[Start of Attachment]

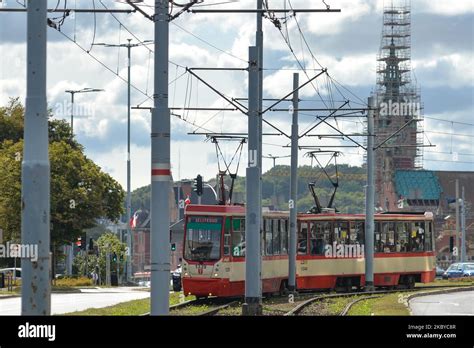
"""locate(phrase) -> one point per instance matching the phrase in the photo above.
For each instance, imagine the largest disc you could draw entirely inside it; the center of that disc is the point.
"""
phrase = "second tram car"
(330, 250)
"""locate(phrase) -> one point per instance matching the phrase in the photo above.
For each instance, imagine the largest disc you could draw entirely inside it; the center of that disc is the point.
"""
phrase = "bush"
(73, 281)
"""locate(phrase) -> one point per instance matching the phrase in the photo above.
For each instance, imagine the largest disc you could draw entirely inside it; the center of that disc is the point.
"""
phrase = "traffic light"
(198, 185)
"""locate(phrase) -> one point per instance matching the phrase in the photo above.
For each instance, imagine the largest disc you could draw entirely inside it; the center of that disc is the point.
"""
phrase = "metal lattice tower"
(398, 100)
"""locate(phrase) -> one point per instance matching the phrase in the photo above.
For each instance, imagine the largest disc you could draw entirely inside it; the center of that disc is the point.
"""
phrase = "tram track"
(212, 306)
(371, 294)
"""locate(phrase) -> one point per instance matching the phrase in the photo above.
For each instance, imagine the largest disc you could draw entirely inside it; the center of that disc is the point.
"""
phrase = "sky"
(345, 43)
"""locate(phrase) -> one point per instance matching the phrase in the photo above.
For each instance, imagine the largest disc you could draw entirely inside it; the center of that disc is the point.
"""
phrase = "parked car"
(176, 278)
(439, 271)
(460, 269)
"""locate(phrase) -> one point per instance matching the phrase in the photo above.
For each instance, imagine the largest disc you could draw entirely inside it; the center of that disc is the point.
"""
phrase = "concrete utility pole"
(463, 227)
(128, 203)
(160, 166)
(259, 44)
(253, 213)
(35, 173)
(293, 189)
(456, 256)
(107, 268)
(128, 275)
(369, 200)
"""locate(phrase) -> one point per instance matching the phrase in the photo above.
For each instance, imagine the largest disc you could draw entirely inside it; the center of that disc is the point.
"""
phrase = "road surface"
(455, 303)
(88, 298)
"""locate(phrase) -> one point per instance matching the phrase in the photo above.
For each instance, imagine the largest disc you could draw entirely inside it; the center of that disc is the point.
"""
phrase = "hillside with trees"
(81, 193)
(350, 196)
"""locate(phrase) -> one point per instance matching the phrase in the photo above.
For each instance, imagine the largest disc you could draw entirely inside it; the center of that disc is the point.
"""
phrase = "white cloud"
(452, 70)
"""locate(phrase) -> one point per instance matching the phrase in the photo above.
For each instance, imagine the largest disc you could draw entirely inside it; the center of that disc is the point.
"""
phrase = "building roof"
(417, 184)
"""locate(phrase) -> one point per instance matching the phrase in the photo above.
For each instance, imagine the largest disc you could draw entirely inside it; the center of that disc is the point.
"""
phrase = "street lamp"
(83, 90)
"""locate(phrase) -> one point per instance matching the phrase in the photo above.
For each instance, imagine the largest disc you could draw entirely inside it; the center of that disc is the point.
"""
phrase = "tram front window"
(203, 238)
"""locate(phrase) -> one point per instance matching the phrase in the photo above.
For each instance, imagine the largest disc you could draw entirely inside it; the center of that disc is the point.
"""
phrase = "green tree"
(107, 244)
(80, 192)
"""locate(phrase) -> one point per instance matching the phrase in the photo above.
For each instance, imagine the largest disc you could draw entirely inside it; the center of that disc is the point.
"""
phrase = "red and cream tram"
(330, 250)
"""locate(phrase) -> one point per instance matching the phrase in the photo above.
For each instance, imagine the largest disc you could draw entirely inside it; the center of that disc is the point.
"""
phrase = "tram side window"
(377, 233)
(341, 232)
(268, 236)
(276, 236)
(284, 236)
(387, 237)
(320, 236)
(428, 236)
(402, 237)
(357, 235)
(227, 236)
(417, 236)
(303, 238)
(238, 237)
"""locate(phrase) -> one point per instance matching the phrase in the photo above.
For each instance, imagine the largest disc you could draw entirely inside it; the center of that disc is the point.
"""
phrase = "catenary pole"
(253, 280)
(128, 275)
(259, 44)
(463, 227)
(369, 201)
(456, 256)
(293, 189)
(160, 166)
(35, 173)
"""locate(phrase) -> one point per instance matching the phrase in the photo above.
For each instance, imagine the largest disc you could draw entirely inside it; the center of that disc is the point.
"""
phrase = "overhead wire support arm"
(231, 101)
(296, 10)
(395, 133)
(221, 69)
(229, 135)
(68, 10)
(297, 89)
(216, 91)
(185, 8)
(138, 9)
(324, 119)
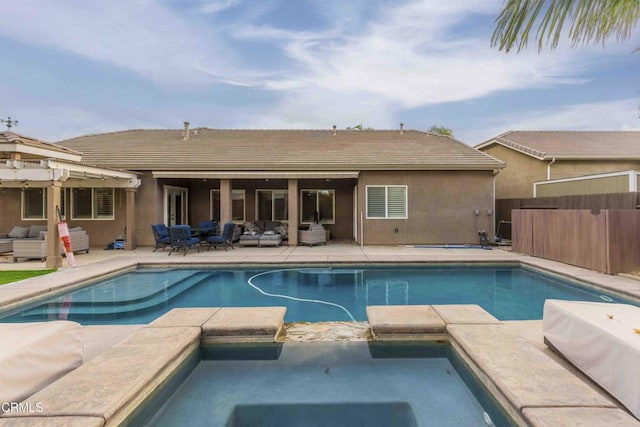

[End of Attachment]

Exercise directions => Your answer should be every entry repeated exactly, minus the pictures.

Task result =>
"""locate(phrase) -> one point per instance matching the phrase in the photo above.
For each instance, imagine the largest disc you could draw entirely inside it; the center of that disc is the point.
"""
phrase = "second tram car"
(330, 250)
"""locate(phrase) -> one point per instance matching the phrase in the photo above.
For each instance, imagine the largest disc you could draw entirely inside it; the center of that disc is the point.
"""
phrase = "bush"
(73, 281)
"""locate(phrase) -> one point per instance matching the phrase in the photo above.
For each instance, imagine the largest disc you could draw entirely inside it; the center of that disc is the point.
"""
phrase = "traffic light"
(198, 185)
"""locate(phrase) -> one point per instance matching the phrase in the photo above.
For each instance, imagine the largest disc you could draw entirely inside it; the center of that disc is the point.
"""
phrase = "metal lattice tower"
(398, 100)
"""locate(phrase) -> one point per instance matching the phrase in the photo above.
For each instance, imagine the largest disc you could draw entirely inside it; the center of that disc is the point.
"""
phrase = "tram track"
(212, 306)
(371, 294)
"""locate(phrase) -> one point per instance matching the phrase in the photo above.
For each instance, imagine the largest disc you could draw entirely inside it; the center of that disc is the point.
"""
phrase = "sky"
(345, 43)
"""locate(phrase) -> one point per instance matching the phrase in the photo above.
For each instance, imagine the largest disc you could draw entirely inside it; the center of that disc is the point.
"""
phrase = "parked car"
(176, 278)
(439, 271)
(460, 269)
"""locate(phrase) -> one point per instance matching the phrase in the photo above.
For each instance, imagine the largest disc you could draw entirely inside it; the center of that disc is the point.
"""
phrase = "concrete utility pole"
(463, 227)
(128, 203)
(160, 166)
(259, 44)
(253, 213)
(35, 173)
(293, 189)
(456, 256)
(107, 268)
(128, 275)
(369, 200)
"""locate(phrase) -> one point per instance matching the phrase in the photo above.
For each instance, imagine the largest disc you could draw entirely inside it; the center of that disc is the point.
"""
phrase = "road surface"
(455, 303)
(88, 298)
"""locate(phrase) -> one point per instance matching the phrase in the photo above.
For each instance, imagine the largest disc you could draw entirely inside it; the center of that disc is the point.
"""
phrase = "hillside with trees"
(81, 193)
(350, 196)
"""locate(phrase) -> one point per instance matching the phrase in the photo above.
For each instance, imagine the largest disc you could draw entirely inside it; the center of that disc is the point.
"""
phrase = "white cloud"
(452, 70)
"""locate(phrase) -> one point per instance matching the phrase in the photo above.
For each instance, imagine the largest disc you could draw entirely inside it; the center of that disc is the point.
"""
phrase = "building roof"
(417, 184)
"""locate(phrase) -> one point per instance matching the phrase in the photo above.
For each instance, imagine the largest disc you could draw entirely inside it; the center of that disc is the point.
"""
phrase = "street lamp"
(83, 90)
"""locate(phrase) -> one point per instance matching the phrase in the photo above.
For each instance, imagine the largest disc you could draw entirely inside it; the center of that disc is the point.
"""
phrase = "tram front window"
(203, 238)
"""locate(phrase) -> one point per instance matching the phrase in the photo above.
For each instance, imagine the largest disc you could draw entirely inside it; the center of that disc is the point.
"""
phrase = "green tree"
(107, 244)
(80, 192)
"""locate(phrase) -> one point per instance matching the phrase in the photo above.
For each instance, imagine the largest disc you could draw entirely inside it; the center of that disc is the point.
"""
phrase = "red and cream tram"
(330, 250)
"""locate(phrase) -> one point per instance matching the phrase in the photo above.
For each instance, imagine the largest disc you could draw entirely inside it; the center of that disc is the point.
"""
phrase = "tram side window"
(377, 233)
(341, 232)
(268, 236)
(276, 236)
(284, 236)
(387, 237)
(320, 236)
(428, 236)
(402, 237)
(357, 235)
(227, 236)
(417, 236)
(303, 238)
(238, 237)
"""locate(phrase) -> one point per instance matching the phrase in the photo above.
For each instance, imagine the largest disc you could draw entirely inside it; the center of that disc is the point.
"""
phrase = "catenary pole"
(253, 280)
(128, 275)
(259, 44)
(463, 227)
(369, 201)
(456, 256)
(293, 189)
(160, 166)
(35, 173)
"""locate(phrase) -> one point per instance matching the phrase in the photo above.
For each instance, imagine the largest disc you could draw entirely inside it; the center of that disc is the point.
"""
phrase = "overhead wire support arm"
(231, 101)
(296, 10)
(395, 133)
(221, 69)
(229, 135)
(68, 10)
(297, 89)
(216, 91)
(185, 8)
(138, 9)
(324, 119)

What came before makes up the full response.